====== Extracted records ======
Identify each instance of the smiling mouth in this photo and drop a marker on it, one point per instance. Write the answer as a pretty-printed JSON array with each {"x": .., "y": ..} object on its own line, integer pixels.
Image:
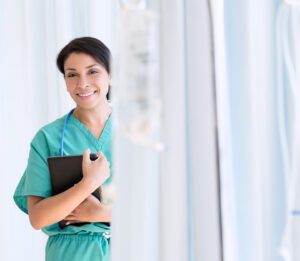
[{"x": 87, "y": 94}]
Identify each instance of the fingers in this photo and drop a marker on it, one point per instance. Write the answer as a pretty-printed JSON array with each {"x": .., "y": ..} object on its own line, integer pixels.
[
  {"x": 72, "y": 222},
  {"x": 86, "y": 156}
]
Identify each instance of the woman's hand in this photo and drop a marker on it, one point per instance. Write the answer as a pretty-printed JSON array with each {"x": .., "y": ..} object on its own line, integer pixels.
[
  {"x": 95, "y": 172},
  {"x": 90, "y": 210}
]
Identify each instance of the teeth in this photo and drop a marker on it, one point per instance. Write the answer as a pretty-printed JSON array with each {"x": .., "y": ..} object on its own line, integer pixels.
[{"x": 85, "y": 94}]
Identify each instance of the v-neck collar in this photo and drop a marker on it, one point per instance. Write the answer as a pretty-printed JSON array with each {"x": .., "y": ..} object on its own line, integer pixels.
[{"x": 105, "y": 132}]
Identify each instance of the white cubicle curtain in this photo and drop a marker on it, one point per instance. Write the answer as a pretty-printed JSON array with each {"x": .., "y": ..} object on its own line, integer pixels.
[
  {"x": 167, "y": 195},
  {"x": 168, "y": 189},
  {"x": 33, "y": 93}
]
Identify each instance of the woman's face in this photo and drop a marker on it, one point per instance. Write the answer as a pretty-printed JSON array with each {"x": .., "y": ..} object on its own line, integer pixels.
[{"x": 87, "y": 80}]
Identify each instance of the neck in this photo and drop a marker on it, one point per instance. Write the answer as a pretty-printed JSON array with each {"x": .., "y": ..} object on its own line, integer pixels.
[{"x": 93, "y": 117}]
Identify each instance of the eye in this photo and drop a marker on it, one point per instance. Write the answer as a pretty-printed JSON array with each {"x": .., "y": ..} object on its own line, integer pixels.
[
  {"x": 93, "y": 71},
  {"x": 70, "y": 75}
]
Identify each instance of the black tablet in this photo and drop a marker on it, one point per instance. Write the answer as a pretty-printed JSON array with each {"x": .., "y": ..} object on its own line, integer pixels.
[{"x": 65, "y": 172}]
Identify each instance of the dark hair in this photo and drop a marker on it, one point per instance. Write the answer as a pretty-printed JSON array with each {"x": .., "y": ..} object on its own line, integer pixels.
[{"x": 88, "y": 45}]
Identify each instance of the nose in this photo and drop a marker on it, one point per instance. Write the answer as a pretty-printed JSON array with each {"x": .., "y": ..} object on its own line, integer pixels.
[{"x": 82, "y": 82}]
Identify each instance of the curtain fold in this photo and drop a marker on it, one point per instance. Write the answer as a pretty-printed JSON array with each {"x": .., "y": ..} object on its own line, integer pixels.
[
  {"x": 288, "y": 71},
  {"x": 33, "y": 93},
  {"x": 254, "y": 183}
]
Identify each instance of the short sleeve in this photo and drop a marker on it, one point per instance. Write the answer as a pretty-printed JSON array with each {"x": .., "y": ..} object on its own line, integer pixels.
[{"x": 36, "y": 179}]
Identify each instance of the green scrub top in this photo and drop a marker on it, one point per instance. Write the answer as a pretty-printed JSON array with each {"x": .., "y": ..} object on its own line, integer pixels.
[{"x": 36, "y": 179}]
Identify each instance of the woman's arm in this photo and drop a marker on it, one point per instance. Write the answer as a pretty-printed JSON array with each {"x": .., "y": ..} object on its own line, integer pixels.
[
  {"x": 44, "y": 212},
  {"x": 90, "y": 210}
]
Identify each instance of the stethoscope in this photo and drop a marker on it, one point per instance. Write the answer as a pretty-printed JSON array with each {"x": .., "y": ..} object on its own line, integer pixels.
======
*Exercise directions:* Give the data again word for word, without images.

*Output of the exercise:*
Identify each instance of the smiling mouth in this photo and drop a marker on it, one point per instance. Write the answer as a pretty-printed JSON array with each {"x": .., "y": ..} object on its own line, integer pixels.
Image:
[{"x": 87, "y": 94}]
Identify each instance of the fingers in this photo and drop a marker on it, one point per instance. Write the answer as a pretty-printed JSON array with each {"x": .., "y": ..} object on its own line, integer pixels.
[
  {"x": 72, "y": 222},
  {"x": 86, "y": 156}
]
Identify each instance of the woman's hand in this photo and drop a marker on it, one point per instance. Write the answer as a pretty-printed JSON array with each {"x": .., "y": ..} object on its own line, integer pixels.
[
  {"x": 95, "y": 172},
  {"x": 90, "y": 210}
]
Identify each instance of the teeth in this photo and drop a marker on it, one point per instance. Write the answer as a pretty-printed JSON array with each {"x": .., "y": ..} object on its own line, integer pixels.
[{"x": 85, "y": 94}]
Identify each instance of the v-neck collar in this photo and drop a marker on it, one point per instance. Write the answer as a pretty-printed JSON array with each {"x": .., "y": ..} object on its own line, integer pixels.
[{"x": 105, "y": 132}]
Identify each instance of the white cubicle curtain in this photo and drop a marker on it, one point per instance. Write the answer as a pretty-printed JSON array with each {"x": .., "y": ..} object on its own line, integer pixels.
[
  {"x": 167, "y": 195},
  {"x": 168, "y": 189},
  {"x": 33, "y": 93}
]
Identify each instance of the woman's face in this photo and drop a marker on it, one point per instance. Write the answer as a pretty-printed JSON array with each {"x": .., "y": ..} object on its own line, integer pixels.
[{"x": 87, "y": 80}]
Identify each instance of the neck in this photo and drop a marker on it, one point per instance. Write the answer as a pretty-printed JSON array with each {"x": .., "y": ..} object on its own line, integer pixels.
[{"x": 93, "y": 117}]
Identify each instance of the eye in this photo and drop a marker on it, one point per instance. Write the answer as a pretty-printed JSON array with each {"x": .., "y": ..} object on its own line, integer pixels.
[
  {"x": 93, "y": 71},
  {"x": 70, "y": 75}
]
Identify each instance of the black tablet in this photo and drop a marker on it, one point per instance. Write the answer as a pretty-printed JSON array with each {"x": .., "y": ..} object on its own line, integer pixels.
[{"x": 65, "y": 172}]
Identify each instance of the dark hair in this photo and drop a marker on it, one point per instance. Write the answer as a pretty-printed JSON array with each {"x": .., "y": ..} object on its own line, integer pixels.
[{"x": 88, "y": 45}]
Identify each instance of the nose in this photo and drop a marker on it, one point per instance. Write the answer as a pretty-printed JSON array with each {"x": .., "y": ..} object on its own line, integer pixels.
[{"x": 82, "y": 82}]
Identify each instance of the curtain fold in this photo and drop a marker on it, one point per instance. Write the answer as a pretty-printed JSON array with each {"x": .., "y": ..} object on its own line, integer pixels.
[
  {"x": 288, "y": 71},
  {"x": 33, "y": 93},
  {"x": 254, "y": 183}
]
Identify each instance of the short sleeve in this photo and drop a marker on it, one point per instance. Write the answer as a pretty-printed JSON array with each {"x": .., "y": ..} object on its own line, integer pixels.
[{"x": 36, "y": 179}]
Identify each instance of the green scrub top in this photo and drop a marker on it, one point per instance. Write the answer as a pretty-printed JSON array with each {"x": .., "y": ..} object on its own line, integer pixels.
[{"x": 36, "y": 179}]
Identify each instance of the woman's arm in this photo and drop a marker on it, one point per instance. Write the answer as a pretty-printed JSON array with each {"x": .., "y": ..} object on its own line, integer pixels.
[
  {"x": 44, "y": 212},
  {"x": 90, "y": 210}
]
Identify each instance of the stethoscope in this photo and drop a marker on it, one point per instance. Write the answer as a pretty-printed JSON array with each {"x": .., "y": ..} object on its own line, integer pixels.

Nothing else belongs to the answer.